▶ _WHAT IS REQUIRED_
Copy out the rows from the start through the line containing "x=207, y=121", both ends included, and replace "yellow candy sprinkle" with "yellow sugar sprinkle" while leaving everything else unchanged.

Stored items
%%

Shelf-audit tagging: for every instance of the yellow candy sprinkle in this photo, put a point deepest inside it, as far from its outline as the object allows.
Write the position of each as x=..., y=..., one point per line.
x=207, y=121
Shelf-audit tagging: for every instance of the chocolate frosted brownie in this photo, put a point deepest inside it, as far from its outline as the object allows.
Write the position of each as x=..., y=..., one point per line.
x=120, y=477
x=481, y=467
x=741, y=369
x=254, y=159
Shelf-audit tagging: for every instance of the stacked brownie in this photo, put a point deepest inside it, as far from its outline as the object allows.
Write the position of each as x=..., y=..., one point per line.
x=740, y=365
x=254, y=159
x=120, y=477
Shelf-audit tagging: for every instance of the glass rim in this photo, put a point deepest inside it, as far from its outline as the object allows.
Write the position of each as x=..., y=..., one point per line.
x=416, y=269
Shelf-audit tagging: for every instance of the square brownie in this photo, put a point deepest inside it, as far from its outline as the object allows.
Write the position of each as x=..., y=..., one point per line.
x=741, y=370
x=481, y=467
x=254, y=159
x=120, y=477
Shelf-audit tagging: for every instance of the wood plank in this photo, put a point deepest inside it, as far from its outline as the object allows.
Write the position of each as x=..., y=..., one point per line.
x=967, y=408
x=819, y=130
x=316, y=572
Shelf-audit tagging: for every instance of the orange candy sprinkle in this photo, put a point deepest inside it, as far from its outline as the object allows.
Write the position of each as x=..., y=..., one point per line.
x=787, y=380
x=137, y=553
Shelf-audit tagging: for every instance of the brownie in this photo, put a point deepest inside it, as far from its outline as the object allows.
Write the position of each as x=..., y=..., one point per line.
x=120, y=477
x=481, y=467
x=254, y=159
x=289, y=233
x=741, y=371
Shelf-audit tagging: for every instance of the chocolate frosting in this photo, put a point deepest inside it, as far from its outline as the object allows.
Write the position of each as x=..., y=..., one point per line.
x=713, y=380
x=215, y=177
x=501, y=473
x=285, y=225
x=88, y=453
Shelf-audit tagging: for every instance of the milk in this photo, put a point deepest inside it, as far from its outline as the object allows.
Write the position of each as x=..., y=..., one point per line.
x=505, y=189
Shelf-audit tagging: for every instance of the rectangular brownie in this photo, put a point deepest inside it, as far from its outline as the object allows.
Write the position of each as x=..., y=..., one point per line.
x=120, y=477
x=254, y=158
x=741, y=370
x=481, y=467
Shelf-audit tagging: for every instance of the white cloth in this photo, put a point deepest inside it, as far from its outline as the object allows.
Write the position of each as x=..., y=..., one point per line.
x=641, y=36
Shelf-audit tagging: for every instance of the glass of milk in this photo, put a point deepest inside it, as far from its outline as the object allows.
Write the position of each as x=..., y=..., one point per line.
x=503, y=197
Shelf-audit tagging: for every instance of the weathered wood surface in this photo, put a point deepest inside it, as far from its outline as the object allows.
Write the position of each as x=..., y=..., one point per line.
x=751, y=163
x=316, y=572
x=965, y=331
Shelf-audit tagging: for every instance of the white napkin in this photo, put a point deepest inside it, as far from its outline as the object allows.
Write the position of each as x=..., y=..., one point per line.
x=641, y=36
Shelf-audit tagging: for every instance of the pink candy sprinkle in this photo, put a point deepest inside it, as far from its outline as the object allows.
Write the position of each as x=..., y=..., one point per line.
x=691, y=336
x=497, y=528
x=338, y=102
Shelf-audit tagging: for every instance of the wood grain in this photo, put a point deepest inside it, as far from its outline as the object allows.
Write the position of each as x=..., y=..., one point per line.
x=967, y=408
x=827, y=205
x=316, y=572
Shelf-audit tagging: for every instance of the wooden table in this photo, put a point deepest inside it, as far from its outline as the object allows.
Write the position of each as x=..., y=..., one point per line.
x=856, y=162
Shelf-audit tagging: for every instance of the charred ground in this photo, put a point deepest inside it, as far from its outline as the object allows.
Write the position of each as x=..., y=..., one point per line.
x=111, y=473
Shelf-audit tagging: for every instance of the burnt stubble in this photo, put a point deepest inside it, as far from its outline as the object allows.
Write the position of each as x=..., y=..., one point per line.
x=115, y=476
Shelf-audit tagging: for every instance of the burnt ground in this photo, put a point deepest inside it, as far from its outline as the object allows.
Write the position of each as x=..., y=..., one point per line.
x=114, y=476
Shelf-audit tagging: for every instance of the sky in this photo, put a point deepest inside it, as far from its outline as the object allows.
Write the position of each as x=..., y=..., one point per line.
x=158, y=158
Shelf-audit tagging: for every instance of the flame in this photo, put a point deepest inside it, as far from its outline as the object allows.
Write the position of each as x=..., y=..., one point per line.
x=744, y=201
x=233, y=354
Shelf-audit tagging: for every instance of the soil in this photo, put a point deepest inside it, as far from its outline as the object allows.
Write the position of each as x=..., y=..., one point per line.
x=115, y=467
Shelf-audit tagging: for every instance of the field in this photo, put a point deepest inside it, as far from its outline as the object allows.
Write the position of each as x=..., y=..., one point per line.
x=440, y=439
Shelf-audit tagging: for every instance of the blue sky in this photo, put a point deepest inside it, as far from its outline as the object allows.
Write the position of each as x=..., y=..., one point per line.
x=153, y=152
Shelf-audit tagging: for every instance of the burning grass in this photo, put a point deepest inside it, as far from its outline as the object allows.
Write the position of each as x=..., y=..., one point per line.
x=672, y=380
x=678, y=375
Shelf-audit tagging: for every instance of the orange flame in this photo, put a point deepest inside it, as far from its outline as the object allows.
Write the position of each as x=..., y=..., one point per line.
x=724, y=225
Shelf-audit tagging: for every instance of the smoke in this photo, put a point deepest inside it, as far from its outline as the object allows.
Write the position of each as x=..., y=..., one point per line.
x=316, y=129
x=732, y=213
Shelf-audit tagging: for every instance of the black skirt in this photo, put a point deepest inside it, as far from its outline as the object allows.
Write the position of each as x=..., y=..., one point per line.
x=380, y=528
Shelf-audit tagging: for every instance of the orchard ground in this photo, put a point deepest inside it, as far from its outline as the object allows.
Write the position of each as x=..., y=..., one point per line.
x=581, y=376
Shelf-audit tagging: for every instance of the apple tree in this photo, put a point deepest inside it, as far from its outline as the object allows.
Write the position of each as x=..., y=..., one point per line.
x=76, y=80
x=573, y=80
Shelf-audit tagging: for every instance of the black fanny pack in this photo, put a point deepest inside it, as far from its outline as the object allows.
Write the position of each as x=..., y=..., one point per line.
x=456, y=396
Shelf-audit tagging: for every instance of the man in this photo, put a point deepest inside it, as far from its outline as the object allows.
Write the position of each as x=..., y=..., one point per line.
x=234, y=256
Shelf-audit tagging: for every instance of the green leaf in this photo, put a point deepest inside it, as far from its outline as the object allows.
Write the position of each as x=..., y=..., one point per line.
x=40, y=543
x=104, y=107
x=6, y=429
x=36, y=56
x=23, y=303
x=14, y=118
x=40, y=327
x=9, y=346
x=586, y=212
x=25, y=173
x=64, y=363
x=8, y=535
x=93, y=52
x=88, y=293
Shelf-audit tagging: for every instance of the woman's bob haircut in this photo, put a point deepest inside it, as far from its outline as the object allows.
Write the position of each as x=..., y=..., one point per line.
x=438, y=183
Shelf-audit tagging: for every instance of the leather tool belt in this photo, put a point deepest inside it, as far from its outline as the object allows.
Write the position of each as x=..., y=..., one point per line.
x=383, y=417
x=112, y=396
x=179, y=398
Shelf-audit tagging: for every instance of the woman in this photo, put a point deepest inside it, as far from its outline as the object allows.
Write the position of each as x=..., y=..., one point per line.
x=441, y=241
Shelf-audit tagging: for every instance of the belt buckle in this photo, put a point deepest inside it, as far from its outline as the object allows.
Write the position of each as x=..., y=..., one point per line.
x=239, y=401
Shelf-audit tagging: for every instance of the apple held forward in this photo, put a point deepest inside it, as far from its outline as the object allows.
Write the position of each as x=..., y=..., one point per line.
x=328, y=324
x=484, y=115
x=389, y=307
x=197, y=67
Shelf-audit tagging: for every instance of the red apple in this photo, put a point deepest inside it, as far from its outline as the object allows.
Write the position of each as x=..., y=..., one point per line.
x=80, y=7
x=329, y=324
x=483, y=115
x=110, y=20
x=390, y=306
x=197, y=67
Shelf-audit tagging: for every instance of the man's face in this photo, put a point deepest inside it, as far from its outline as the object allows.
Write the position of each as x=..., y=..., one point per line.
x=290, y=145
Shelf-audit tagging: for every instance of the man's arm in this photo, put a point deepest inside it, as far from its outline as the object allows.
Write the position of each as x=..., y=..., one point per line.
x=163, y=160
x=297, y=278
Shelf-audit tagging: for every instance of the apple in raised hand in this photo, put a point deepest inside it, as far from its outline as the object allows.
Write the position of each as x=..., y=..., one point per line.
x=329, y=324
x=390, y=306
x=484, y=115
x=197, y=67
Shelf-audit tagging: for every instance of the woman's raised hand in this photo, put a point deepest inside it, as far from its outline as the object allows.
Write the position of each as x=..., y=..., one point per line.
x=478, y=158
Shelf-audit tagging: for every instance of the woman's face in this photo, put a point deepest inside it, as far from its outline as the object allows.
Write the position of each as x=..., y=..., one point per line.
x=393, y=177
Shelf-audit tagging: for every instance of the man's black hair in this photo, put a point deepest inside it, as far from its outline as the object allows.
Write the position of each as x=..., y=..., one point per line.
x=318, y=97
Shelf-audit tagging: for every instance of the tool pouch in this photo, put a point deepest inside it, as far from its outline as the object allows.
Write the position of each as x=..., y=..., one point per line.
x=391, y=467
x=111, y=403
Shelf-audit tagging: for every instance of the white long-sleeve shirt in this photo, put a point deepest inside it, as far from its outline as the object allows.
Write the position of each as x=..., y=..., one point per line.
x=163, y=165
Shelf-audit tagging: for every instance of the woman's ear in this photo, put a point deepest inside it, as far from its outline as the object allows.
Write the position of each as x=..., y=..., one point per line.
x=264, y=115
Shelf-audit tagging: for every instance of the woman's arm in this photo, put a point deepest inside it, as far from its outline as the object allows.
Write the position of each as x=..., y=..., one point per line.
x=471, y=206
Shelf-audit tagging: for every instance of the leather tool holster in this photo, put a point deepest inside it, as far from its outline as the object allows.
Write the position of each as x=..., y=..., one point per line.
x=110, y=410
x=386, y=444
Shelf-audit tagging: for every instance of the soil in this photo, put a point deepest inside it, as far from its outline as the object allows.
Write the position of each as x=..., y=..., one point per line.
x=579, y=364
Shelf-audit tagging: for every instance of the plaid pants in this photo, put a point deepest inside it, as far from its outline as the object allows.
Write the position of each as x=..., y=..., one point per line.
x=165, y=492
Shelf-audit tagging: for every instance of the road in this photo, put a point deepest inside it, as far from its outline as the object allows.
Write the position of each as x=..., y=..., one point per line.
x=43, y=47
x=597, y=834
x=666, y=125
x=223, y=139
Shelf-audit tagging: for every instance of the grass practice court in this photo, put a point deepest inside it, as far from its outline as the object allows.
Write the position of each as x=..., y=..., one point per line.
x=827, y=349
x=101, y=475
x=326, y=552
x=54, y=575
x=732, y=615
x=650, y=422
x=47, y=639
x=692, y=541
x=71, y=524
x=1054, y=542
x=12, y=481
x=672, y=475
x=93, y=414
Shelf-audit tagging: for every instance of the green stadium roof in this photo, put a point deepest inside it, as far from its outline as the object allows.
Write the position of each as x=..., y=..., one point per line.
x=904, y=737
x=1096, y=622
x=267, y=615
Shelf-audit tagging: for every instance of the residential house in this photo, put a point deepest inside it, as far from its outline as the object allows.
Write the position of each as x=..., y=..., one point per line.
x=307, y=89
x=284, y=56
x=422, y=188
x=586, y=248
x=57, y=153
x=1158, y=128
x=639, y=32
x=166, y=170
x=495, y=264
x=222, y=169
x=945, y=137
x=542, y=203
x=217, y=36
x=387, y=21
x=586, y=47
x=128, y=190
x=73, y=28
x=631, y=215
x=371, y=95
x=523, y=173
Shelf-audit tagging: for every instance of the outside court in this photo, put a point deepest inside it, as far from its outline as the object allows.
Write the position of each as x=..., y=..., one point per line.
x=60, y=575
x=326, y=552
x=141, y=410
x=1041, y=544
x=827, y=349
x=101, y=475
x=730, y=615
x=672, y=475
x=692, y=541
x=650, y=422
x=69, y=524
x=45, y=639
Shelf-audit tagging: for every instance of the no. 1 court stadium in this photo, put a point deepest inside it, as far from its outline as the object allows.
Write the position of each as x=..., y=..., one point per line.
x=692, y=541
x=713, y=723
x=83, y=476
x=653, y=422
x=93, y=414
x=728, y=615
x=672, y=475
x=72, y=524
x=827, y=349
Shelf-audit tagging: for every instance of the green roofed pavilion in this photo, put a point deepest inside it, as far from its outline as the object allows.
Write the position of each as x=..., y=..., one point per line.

%%

▶ _FINISHED TASK_
Shelf-audit tagging: for every instance of the yellow sugar sprinkle in this photo, put a point deepest inside it, as far from its outline as the object allows.
Write the position of each as x=..., y=..., one point per line.
x=207, y=121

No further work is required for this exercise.